Daarnaast volgt uit de Pro Justitia rapportage dat vanuit de psychopathologie de huidige verdenking (namelijk opzettelijk de orde willen verstoren) niet goed begrepen kan worden. Bij het onderzoek wordt een zachtaardige en vermijdende man gezien die vooral zijn eigen gang wil gaan. Er zijn geen aanwijzingen gevonden voor eventuele (sociaal maatschappelijke) conflicten die hij zou willen uitlokken. Daarnaast lijkt het vermogen tot het plannen van een dergelijk kwaadaardig plan en dit vervolgens rustig uitvoeren, niet aanwezig bij betrokkene.

(Gegevens verwijzende uitdrukkingen)

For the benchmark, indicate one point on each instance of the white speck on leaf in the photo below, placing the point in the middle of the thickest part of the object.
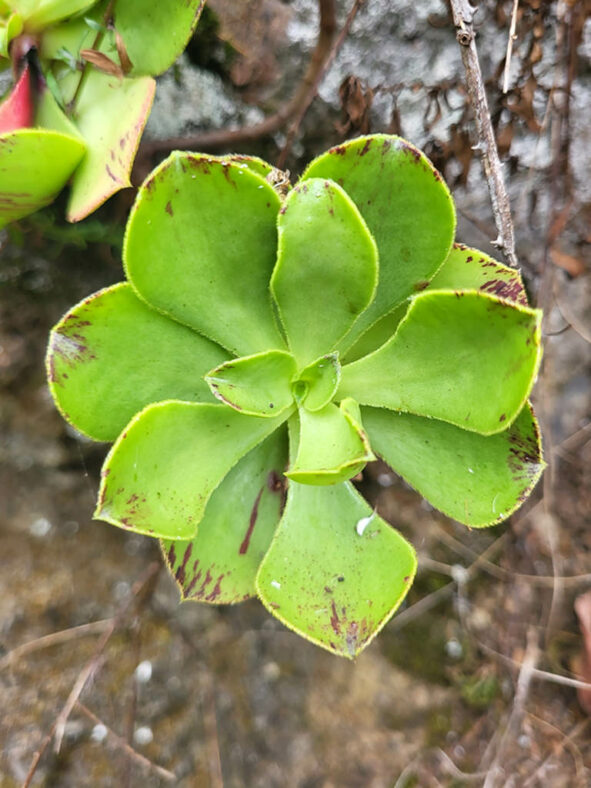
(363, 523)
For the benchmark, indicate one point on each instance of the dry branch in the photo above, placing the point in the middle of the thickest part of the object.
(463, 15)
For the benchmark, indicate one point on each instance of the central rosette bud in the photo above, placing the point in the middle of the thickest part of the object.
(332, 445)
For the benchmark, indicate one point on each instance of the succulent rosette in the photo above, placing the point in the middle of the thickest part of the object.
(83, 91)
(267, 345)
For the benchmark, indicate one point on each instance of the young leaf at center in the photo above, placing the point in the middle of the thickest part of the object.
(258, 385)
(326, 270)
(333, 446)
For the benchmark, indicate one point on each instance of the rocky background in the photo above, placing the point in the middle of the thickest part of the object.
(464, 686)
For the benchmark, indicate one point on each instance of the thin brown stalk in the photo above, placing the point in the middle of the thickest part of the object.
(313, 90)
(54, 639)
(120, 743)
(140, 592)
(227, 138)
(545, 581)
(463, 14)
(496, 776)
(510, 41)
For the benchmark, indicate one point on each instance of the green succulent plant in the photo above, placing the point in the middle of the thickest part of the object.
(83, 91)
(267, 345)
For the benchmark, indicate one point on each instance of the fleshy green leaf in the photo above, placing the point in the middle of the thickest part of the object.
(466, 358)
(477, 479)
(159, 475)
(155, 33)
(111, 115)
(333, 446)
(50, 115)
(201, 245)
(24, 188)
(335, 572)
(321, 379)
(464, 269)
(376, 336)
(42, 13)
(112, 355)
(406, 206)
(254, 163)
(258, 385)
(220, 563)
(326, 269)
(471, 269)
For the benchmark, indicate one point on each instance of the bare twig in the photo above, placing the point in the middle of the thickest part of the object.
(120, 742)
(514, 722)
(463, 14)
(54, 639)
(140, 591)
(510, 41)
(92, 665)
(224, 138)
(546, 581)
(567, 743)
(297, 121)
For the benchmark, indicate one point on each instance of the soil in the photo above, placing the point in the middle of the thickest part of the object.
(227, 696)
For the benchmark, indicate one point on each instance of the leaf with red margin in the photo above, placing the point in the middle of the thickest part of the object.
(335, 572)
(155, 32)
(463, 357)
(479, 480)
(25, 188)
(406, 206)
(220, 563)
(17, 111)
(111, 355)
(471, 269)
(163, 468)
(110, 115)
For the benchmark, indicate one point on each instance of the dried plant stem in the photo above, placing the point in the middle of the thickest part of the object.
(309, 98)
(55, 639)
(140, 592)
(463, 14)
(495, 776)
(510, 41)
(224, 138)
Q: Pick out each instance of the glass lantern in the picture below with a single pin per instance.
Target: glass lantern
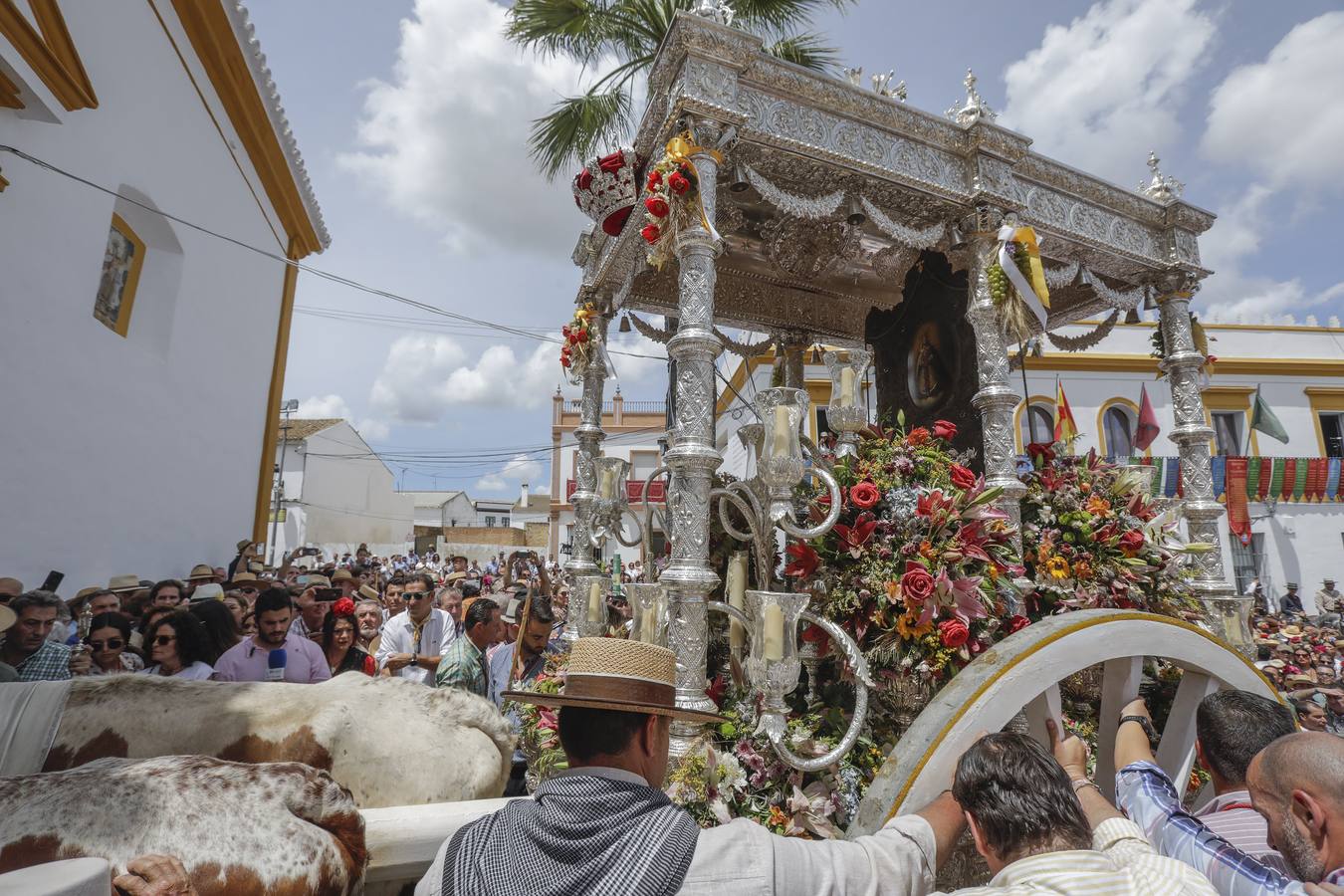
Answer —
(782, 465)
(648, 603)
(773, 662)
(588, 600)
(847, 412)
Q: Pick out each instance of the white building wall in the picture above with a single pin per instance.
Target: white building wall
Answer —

### Jouw opdrachten
a – Zet de alinea uit het fragment die begint met "Daarnaast volgt uit de Pro Justitia rapportage" om in een korte opsomming van de belangrijkste feiten.
b – Neem uit het fragment letterlijk het gedeelte over dat begint bij "Daarnaast volgt uit" en eindigt bij "aanwezig bij betrokkene.".

### Antwoorden per onderdeel
a –
- Volgens de Pro Justitia rapportage is de huidige verdenking (opzettelijk de orde willen verstoren) vanuit de psychopathologie niet goed te begrijpen.
- In het onderzoek komt een zachtaardige, vermijdende man naar voren die vooral zijn eigen gang wil gaan.
- Er zijn geen aanwijzingen dat hij (sociaal-maatschappelijke) conflicten zou willen uitlokken.
- Het vermogen om zo'n kwaadaardig plan te bedenken en rustig uit te voeren lijkt bij betrokkene te ontbreken.

b –
Daarnaast volgt uit de Pro Justitia rapportage dat vanuit de psychopathologie de huidige verdenking (namelijk opzettelijk de orde willen verstoren) niet goed begrepen kan worden. Bij het onderzoek wordt een zachtaardige en vermijdende man gezien die vooral zijn eigen gang wil gaan. Er zijn geen aanwijzingen gevonden voor eventuele (sociaal maatschappelijke) conflicten die hij zou willen uitlokken. Daarnaast lijkt het vermogen tot het plannen van een dergelijk kwaadaardig plan en dit vervolgens rustig uitvoeren, niet aanwezig bij betrokkene.